◆ EXCERPTED TEXT:
┌──

Xelv88 wrote...
Hello ME community,
Before I begin, I’m sorry this post turned out longer than I
intended. Please feel free to skip it if
you don’t want to read it, I won’t hold it against you.
Like many of you, I’ve been reading these posts since early
in the movement, sympathizing and finding some comfort in similar experiences. Also like many others, this will be my first
post on these forums. I wasn’t
originally going to bother re-posting sentiments others had expressed better
than I could, but I’d like to take a moment to stress an angle that seems to
not be as common concerning the issue at hand.
First, as some brief background context, I am not exactly a
supporter of the “video game player entitlement” movement. When the “day one DLC” rage spilled onto the
internet, I was one of the people who lined up against it. It’s Bioware’s game, they can decide what’s
core and what’s peripheral, even if you disagree. To extrapolate this more generally, I do
indeed believe in an artist’s right to make his art whatever he wants. An author can kill off a character I loved in
an epic novel series – I’ll be upset and probably disagree that it was the best
thing for the book, but that’s the author’s vision. George Lucas wants to weaken Darth Vader’s
character in his latest round of movie refinement? Hey, I think it’s ridiculous, but it’s his
creation to ruin. Bioware wanted to make
their second installment in a great series (DA) more of a personal focus that
inherently requires too much content recycling?
Clearly they don’t understand what their fans want, but hey, they are
entitled to make their game the way they want to.
For all those examples, it’s OK in my mind because there’s a
pretty big separation from the creators of art/entertainment and the partakers. As a video game player, I’m inherently on the
outside – I’m invited to experience the end result, think of it what I will,
and move one.
Mass Effect was different.
And not only because unlike the other examples I truly felt invited into
the experience as opposed to simply being on the outside looking in. No, the troubling situation of this game’s
ending goes beyond the rich universe and the compelling characters that drew me
in. It goes beyond how they allowed us
to make the series our own with decisions big and small, only to have so much
choice removed at the end.
What really makes this whole situation a betrayal is the
fact that they knew us. Bioware not only listened to the community its
masterpiece had formed, but they actively listened to its feedback and
incorporated it into the game.
Did I need to hear three “calibrations” jokes in the first
10 minutes of having Garrus onboard the Normandy? No more than I needed a bro-tastic excursion
with everyone’s favorite sharpshooter that prominently featured one of the
community’s favorite memes, but you damned well better believe I loved it. We didn’t need the community’s fantasy EDI/Joker romance to be brought
to life in an almost too-cliché, yet oh-so-amusing, way; nor did we need a
Conrad cameo making light of one of Bioware’s more perplexing bugs from
ME2. None of this was necessary. But they knew we would smile, so they put it
in.
But it’s more than just fan pandering that showed me how
well Bioware understood me. My favorite
example is my Shepard’s conclusion of the Geth/Quarian conflict. They knew my Shepard would want to save the
Geth and the Quarians both. They knew I’d
let Legion do his upload. They knew my
heart would race as the upload ticked up, with Tali’s desperate pleas making me
doubt if I was going to be able to fix it all in the end after all. They knew I’d smile with pride as my Shepard
shouted down centuries of hatred with pure Paragon conviction, saving the day
at the last minute. And they knew my
heart strings would be pulled with Legion’s final “Keelah se’lai”. Bioware played me like a fiddle, because they
knew me.

└──

◆ DATA SECTION:
┌──

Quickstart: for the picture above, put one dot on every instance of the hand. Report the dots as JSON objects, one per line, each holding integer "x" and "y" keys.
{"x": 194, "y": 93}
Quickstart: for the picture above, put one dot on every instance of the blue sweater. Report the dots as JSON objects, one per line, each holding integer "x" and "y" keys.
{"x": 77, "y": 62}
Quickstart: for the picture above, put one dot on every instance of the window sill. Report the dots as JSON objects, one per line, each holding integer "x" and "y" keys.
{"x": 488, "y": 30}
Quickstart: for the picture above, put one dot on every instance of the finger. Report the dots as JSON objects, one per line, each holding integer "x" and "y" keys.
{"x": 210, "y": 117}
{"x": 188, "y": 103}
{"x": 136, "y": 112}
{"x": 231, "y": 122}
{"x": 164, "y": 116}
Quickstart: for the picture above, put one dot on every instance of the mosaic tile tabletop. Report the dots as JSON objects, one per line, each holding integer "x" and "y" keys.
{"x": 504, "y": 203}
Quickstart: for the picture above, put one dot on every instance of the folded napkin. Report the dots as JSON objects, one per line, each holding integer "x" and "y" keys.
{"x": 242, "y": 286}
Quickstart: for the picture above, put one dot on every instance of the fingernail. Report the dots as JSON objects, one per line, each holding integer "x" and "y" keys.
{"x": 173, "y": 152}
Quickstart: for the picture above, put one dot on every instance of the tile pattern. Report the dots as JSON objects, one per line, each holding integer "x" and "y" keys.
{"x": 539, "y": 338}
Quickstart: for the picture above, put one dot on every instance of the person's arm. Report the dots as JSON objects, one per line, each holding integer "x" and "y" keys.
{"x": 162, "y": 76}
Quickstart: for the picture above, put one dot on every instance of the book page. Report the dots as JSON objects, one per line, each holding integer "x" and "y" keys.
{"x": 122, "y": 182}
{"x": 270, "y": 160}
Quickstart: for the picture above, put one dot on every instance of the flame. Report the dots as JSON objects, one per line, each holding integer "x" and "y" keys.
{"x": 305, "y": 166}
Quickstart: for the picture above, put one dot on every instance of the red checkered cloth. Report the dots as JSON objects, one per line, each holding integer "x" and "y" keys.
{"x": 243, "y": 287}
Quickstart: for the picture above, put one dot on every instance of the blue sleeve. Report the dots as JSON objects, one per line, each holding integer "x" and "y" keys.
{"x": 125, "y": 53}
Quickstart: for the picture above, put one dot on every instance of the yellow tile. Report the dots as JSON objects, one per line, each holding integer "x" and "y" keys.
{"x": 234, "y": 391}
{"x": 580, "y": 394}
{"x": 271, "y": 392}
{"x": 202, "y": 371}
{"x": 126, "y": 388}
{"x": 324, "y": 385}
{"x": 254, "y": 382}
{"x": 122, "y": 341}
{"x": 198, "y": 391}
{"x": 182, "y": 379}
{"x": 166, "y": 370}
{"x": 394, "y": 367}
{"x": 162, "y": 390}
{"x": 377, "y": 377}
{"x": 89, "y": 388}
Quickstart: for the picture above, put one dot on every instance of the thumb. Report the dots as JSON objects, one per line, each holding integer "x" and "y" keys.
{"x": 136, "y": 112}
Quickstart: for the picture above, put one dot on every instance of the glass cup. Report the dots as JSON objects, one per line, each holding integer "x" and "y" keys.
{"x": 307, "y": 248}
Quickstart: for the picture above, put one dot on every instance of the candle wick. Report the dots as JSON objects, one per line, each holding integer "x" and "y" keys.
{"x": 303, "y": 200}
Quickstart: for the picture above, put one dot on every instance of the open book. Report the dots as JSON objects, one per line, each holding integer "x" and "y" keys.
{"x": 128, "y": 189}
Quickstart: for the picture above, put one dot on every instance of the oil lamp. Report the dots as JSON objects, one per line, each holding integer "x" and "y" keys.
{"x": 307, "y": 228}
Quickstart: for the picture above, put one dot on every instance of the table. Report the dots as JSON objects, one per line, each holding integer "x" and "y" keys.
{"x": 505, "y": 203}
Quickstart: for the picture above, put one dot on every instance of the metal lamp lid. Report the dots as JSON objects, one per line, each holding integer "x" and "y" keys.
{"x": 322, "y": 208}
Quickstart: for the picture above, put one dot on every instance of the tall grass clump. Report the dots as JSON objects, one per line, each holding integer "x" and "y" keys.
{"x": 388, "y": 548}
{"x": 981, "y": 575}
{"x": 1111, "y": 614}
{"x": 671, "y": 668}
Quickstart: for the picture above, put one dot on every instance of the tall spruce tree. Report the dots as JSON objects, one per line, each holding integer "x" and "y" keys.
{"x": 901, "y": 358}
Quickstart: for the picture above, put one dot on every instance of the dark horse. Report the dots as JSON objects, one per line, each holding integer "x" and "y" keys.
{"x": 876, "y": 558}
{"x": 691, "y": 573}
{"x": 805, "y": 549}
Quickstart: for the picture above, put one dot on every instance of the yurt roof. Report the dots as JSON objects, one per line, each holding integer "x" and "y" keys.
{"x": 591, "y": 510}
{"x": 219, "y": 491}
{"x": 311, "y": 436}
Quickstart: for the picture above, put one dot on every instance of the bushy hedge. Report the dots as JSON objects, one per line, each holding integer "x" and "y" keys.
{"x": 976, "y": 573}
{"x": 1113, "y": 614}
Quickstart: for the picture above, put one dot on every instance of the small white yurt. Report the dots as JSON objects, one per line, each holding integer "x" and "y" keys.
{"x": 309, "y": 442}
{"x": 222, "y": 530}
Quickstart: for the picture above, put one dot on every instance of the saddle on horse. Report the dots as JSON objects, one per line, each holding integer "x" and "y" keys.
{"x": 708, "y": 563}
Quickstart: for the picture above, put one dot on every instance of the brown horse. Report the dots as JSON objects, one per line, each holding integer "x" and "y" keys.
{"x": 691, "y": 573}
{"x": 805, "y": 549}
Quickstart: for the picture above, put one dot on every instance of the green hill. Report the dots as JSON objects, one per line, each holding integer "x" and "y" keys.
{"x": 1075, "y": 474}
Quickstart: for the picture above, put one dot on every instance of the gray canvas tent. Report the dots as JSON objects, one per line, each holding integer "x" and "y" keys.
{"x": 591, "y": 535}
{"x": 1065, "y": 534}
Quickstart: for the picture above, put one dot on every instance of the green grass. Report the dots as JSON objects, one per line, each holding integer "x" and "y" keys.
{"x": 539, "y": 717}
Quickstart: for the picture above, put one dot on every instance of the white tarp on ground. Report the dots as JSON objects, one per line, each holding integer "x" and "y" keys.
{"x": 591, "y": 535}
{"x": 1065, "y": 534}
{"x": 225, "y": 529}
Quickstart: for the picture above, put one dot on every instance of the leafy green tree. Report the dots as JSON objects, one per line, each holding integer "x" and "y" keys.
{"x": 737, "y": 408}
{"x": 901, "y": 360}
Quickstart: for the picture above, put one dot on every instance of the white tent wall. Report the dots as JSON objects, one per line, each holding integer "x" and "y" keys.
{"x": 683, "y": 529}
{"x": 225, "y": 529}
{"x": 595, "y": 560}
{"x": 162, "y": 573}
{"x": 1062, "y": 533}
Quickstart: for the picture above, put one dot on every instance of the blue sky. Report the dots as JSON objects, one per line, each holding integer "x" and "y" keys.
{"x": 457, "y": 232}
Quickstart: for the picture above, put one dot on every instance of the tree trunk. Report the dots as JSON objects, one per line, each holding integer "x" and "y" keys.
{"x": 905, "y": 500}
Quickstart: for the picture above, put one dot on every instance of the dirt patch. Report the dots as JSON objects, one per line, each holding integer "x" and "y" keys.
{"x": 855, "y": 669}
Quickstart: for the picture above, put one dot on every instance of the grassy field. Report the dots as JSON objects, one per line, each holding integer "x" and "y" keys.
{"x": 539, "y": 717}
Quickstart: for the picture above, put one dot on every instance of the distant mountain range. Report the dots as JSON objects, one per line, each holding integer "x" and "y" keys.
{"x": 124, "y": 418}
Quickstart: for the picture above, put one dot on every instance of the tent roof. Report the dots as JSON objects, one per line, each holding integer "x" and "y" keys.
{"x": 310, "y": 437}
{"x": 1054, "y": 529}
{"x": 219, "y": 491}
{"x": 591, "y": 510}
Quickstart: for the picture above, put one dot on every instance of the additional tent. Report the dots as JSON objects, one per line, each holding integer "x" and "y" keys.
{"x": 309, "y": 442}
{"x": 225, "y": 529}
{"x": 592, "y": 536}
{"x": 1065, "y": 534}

└──

◆ WHAT YOU NEED TO DO:
1) Reproduce the stretch of the Mass Effect forum post from "First, as some" through "much content recycling?".
2) Carry on writing the Mass Effect forum post from the point where it stops.
The records have no connection to the Mass Effect forum post.

◆ RESPONSE LIST:
1)
First, as some brief background context, I am not exactly a
supporter of the “video game player entitlement” movement. When the “day one DLC” rage spilled onto the
internet, I was one of the people who lined up against it. It’s Bioware’s game, they can decide what’s
core and what’s peripheral, even if you disagree. To extrapolate this more generally, I do
indeed believe in an artist’s right to make his art whatever he wants. An author can kill off a character I loved in
an epic novel series – I’ll be upset and probably disagree that it was the best
thing for the book, but that’s the author’s vision. George Lucas wants to weaken Darth Vader’s
character in his latest round of movie refinement? Hey, I think it’s ridiculous, but it’s his
creation to ruin. Bioware wanted to make
their second installment in a great series (DA) more of a personal focus that
inherently requires too much content recycling?

2)
And it wasn’t just that one instance; it was every damn part
of this near-perfect game. Looking back
it’s almost painful to see how perfectly the writers nailed it every step of
the way. And in that last, brilliantly
crafted forward operations base area, as every conversation created a lasting
memory, I defy you to tell me that Bioware didn’t understand what its
community, what I wanted out of this
game.
That is why the ending they gave us constitutes more than
just something for overly-entitled fans to whine about. Hell, I’ll be honest, I even kind of like the
“indoctrination theory” take on the ending, it makes for a decently thought-provoking
and subtle-ish end to a sci-fi epic.
That is entirely beside the
point. You cannot know your fans as well
as the rest of the game proves and not know the ending we wanted. Bioware, you cared about us enough to make
the whole game a perfect walk between pure fan-service and a wonderful
manifestation of your own artistic vision.
You cared, damn it – we can tell.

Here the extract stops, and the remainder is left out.